[Start]
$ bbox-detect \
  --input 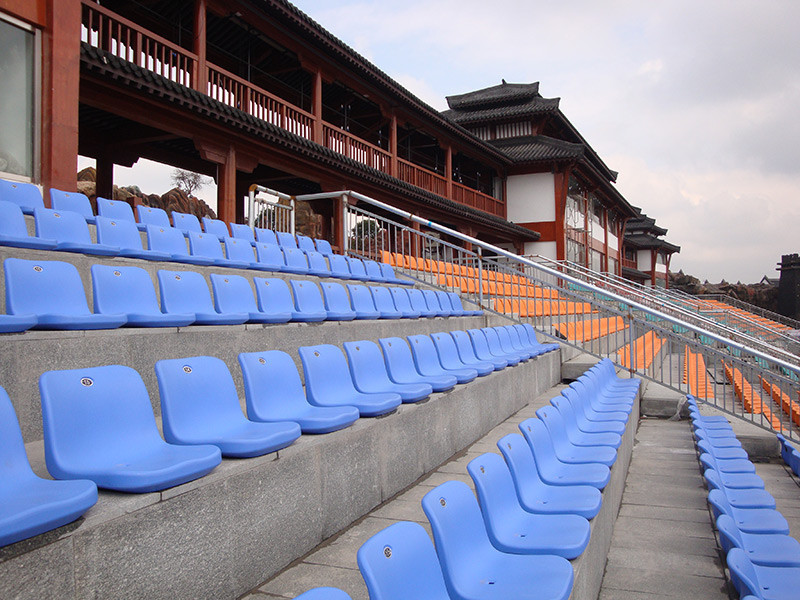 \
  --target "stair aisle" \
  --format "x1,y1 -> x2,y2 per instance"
600,419 -> 728,600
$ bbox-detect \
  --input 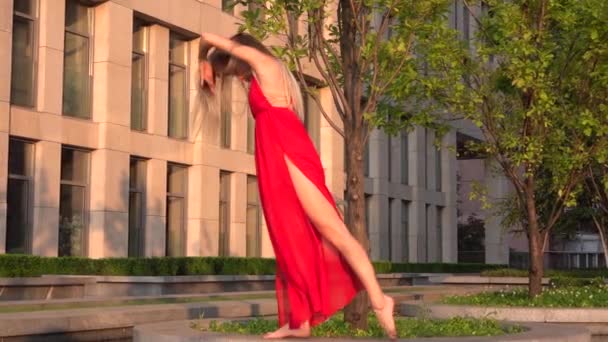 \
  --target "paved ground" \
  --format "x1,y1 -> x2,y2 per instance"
0,286 -> 485,340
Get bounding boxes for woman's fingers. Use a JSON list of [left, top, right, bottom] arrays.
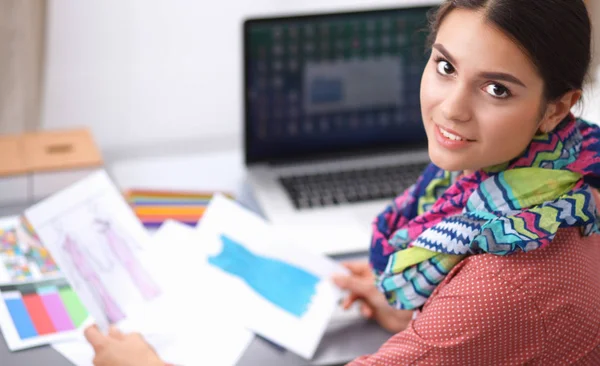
[[342, 262, 371, 276], [360, 303, 373, 319]]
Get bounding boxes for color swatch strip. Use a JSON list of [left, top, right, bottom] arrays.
[[2, 286, 87, 339], [125, 189, 232, 228]]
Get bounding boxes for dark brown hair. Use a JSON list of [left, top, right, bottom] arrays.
[[429, 0, 592, 101]]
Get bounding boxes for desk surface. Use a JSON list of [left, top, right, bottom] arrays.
[[0, 151, 390, 366]]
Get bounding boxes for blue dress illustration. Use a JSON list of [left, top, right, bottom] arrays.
[[208, 234, 320, 318]]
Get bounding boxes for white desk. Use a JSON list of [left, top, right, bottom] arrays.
[[0, 151, 390, 366]]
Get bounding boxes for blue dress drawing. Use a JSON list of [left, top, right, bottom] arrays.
[[208, 235, 320, 318]]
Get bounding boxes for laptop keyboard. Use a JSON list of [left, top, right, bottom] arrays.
[[279, 163, 427, 209]]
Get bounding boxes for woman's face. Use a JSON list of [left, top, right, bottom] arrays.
[[421, 9, 544, 171]]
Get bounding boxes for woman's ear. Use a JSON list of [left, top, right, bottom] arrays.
[[540, 90, 581, 133]]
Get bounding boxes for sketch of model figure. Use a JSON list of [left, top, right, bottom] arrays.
[[62, 234, 125, 324], [94, 218, 160, 300]]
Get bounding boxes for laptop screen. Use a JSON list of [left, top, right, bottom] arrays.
[[244, 7, 431, 163]]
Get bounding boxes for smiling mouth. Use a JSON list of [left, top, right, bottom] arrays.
[[437, 126, 474, 142]]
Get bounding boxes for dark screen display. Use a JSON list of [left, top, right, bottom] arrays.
[[244, 7, 431, 162]]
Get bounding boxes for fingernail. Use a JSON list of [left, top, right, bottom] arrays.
[[332, 275, 344, 286]]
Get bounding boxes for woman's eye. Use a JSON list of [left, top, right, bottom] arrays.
[[437, 60, 455, 75], [485, 84, 510, 98]]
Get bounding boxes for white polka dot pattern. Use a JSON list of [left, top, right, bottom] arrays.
[[351, 228, 600, 366]]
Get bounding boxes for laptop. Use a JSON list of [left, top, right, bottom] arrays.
[[243, 6, 433, 255]]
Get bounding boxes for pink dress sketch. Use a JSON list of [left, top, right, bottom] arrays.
[[62, 235, 125, 324], [95, 219, 160, 300]]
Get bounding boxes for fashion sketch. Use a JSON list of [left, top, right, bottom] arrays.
[[61, 229, 125, 324], [93, 206, 161, 300]]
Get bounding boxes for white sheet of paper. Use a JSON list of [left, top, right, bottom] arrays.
[[25, 171, 161, 329], [197, 195, 346, 359], [53, 221, 254, 366], [0, 216, 19, 283]]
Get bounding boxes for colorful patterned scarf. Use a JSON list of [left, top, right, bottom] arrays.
[[370, 115, 600, 309]]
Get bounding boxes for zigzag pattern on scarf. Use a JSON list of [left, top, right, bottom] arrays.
[[370, 116, 600, 309]]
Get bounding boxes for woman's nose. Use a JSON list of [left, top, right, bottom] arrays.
[[440, 85, 471, 122]]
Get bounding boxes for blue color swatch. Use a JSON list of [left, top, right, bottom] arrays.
[[208, 235, 320, 318], [4, 296, 38, 339]]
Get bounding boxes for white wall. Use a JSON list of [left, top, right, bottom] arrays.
[[42, 0, 439, 156], [42, 0, 600, 155]]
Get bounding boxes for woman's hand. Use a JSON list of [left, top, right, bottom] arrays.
[[84, 326, 165, 366], [333, 262, 413, 333]]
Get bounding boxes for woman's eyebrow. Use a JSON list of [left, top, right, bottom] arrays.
[[432, 43, 526, 88]]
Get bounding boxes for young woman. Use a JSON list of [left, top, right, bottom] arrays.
[End]
Task to carry out = Copy the lines of the records from the one containing "Get bounding boxes for sketch" through the one containing "[[244, 7, 431, 163]]", and substitute "dress design" for "model figure". Leave everything else in those lines unchanged.

Response for this exercise =
Get bounding boxes for sketch of dress design. Use a JSON list of [left, top, right, bottom] arrays.
[[62, 234, 125, 324], [94, 218, 160, 300]]
Get bounding boxes for laptop screen. Use a JSON list of [left, top, right, bottom] arrays.
[[244, 7, 431, 163]]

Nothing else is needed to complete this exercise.